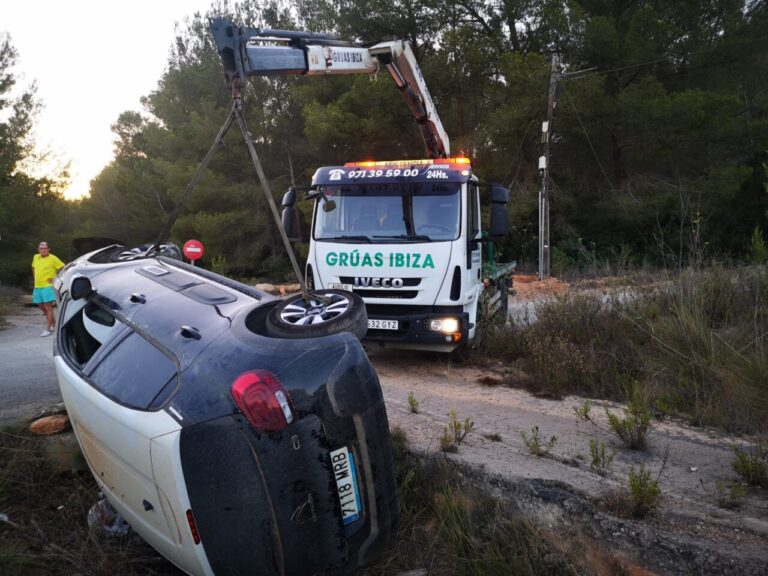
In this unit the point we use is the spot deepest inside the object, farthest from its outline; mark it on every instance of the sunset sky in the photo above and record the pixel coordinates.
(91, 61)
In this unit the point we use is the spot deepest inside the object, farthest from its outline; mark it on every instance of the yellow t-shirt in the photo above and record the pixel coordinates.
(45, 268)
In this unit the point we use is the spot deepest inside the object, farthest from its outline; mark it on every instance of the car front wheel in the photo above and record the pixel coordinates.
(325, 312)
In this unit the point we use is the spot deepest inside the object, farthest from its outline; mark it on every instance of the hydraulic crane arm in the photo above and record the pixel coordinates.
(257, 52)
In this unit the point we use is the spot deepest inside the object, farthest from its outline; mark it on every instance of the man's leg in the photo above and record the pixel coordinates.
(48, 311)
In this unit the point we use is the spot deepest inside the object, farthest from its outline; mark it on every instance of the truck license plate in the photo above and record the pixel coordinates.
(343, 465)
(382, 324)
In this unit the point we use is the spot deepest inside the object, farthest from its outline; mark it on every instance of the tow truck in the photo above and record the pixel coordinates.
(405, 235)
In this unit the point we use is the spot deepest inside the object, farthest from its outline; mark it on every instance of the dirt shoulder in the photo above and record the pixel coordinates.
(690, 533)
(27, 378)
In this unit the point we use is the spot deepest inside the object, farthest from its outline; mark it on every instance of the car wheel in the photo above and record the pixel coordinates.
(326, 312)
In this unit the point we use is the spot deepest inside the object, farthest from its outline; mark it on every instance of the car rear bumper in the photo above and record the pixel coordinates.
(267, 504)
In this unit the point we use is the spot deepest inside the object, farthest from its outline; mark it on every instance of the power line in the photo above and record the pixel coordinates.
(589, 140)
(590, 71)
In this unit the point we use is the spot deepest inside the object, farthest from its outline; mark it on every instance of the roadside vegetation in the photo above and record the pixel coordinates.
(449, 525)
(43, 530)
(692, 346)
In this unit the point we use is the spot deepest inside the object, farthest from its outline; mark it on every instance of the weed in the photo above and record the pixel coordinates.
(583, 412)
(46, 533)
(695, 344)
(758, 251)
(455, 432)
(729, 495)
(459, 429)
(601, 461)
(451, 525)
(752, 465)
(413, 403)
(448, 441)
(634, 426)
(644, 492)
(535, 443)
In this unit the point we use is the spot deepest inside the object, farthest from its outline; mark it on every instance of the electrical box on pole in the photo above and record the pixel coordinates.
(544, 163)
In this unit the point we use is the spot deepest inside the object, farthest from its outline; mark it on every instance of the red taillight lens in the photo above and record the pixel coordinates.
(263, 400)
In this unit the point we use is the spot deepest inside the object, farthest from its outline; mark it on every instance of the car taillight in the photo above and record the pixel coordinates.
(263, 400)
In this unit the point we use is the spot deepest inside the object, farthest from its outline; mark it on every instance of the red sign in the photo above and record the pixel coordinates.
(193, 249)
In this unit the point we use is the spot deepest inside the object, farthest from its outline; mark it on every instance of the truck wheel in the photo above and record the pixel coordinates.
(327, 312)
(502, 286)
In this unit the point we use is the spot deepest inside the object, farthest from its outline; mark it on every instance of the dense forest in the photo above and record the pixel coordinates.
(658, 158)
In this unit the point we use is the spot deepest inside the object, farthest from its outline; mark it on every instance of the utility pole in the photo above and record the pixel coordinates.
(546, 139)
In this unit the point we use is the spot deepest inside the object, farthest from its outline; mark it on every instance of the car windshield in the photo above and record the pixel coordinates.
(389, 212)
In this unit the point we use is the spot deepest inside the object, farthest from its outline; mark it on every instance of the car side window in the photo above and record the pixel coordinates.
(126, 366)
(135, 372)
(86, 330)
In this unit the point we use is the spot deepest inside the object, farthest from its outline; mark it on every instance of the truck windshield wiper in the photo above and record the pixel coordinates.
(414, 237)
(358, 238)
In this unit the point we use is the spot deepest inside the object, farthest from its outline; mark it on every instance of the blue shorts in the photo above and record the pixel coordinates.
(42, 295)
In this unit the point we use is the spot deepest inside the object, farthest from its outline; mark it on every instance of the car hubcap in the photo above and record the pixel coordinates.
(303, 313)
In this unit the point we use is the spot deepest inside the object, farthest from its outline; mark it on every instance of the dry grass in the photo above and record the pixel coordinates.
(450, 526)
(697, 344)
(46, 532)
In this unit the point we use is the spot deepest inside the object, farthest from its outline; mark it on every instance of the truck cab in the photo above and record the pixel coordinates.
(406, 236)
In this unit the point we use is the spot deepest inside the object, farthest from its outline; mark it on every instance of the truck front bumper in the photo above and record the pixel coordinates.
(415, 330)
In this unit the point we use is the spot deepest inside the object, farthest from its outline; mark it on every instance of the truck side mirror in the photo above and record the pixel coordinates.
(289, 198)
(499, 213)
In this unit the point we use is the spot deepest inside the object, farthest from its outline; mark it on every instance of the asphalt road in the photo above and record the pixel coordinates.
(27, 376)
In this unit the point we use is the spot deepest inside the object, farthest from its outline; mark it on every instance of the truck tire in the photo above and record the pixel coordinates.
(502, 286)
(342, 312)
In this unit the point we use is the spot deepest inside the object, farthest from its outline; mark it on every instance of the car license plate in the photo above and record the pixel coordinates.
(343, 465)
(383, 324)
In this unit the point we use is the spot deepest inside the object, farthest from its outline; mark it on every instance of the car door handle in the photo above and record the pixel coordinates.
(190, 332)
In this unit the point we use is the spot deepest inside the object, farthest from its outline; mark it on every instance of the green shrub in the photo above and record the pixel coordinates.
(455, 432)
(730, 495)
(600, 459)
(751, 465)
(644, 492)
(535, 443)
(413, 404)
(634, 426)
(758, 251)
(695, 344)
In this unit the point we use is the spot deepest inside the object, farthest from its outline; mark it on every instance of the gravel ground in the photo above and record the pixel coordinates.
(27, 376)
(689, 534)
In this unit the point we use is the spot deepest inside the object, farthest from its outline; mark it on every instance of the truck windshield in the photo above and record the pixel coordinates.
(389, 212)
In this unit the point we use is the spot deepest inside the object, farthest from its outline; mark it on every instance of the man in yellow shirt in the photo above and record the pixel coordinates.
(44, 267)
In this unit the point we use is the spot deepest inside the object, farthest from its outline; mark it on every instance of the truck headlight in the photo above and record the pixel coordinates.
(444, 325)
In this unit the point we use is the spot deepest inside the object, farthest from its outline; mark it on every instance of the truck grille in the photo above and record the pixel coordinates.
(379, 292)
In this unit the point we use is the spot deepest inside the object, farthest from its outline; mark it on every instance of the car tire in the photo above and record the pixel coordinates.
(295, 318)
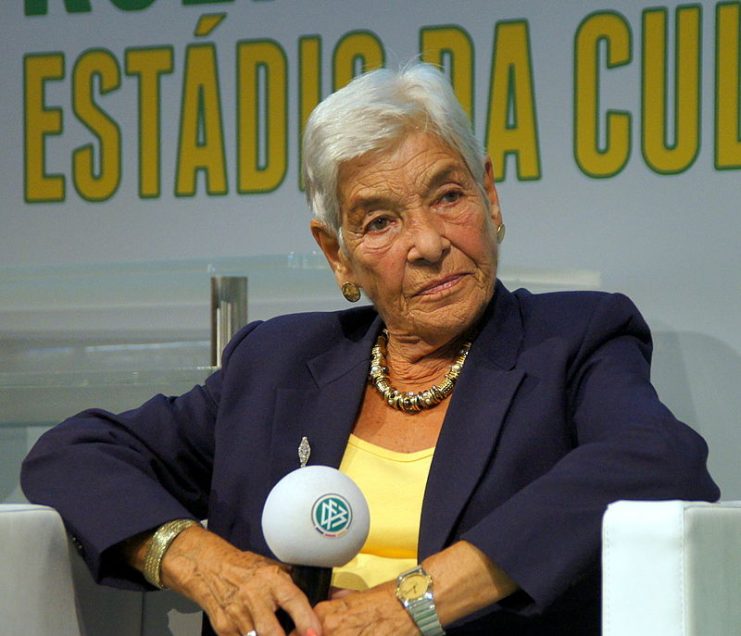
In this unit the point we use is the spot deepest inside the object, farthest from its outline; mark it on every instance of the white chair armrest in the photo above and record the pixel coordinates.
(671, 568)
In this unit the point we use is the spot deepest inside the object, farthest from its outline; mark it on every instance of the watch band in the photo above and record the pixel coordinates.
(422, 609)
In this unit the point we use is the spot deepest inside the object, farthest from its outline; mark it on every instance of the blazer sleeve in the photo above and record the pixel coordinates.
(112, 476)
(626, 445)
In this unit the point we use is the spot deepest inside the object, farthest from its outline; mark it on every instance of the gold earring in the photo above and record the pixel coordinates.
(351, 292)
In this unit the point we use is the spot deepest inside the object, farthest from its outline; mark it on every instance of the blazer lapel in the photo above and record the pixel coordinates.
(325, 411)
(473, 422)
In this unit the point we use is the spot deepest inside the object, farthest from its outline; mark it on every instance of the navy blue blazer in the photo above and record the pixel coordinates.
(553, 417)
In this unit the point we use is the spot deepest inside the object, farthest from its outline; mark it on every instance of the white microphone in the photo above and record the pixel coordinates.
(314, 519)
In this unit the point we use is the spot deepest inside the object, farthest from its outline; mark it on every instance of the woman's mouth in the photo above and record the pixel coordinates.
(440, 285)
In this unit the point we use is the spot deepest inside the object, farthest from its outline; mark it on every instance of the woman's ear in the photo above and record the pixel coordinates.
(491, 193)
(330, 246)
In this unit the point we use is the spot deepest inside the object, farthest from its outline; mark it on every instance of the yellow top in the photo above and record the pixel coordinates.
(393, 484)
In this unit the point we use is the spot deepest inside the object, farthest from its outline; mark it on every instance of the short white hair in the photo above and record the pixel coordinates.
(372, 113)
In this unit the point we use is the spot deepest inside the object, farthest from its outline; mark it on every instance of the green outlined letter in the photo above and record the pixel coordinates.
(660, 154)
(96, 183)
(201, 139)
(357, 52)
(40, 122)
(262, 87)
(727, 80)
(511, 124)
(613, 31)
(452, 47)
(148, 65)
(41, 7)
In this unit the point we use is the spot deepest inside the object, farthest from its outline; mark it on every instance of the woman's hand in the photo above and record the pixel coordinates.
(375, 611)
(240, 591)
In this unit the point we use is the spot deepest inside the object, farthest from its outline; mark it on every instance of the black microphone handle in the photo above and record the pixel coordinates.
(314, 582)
※
What you need to do: Everything from the line containing "the woman's hand" to the last line of the data above must be set down exactly, both ends included, with no other lines.

Final answer:
In this unit the point we use is the spot deepest inside the object, farthest from its outline; mark it on every instance of the woman's hand in the photo above and record the pixel coordinates.
(375, 611)
(240, 591)
In this unit the point we use is the spot deepest inside the object, farthest from its outline; mark it on every instance of the black microphone handle in the photo above and record the pixel coordinates.
(314, 582)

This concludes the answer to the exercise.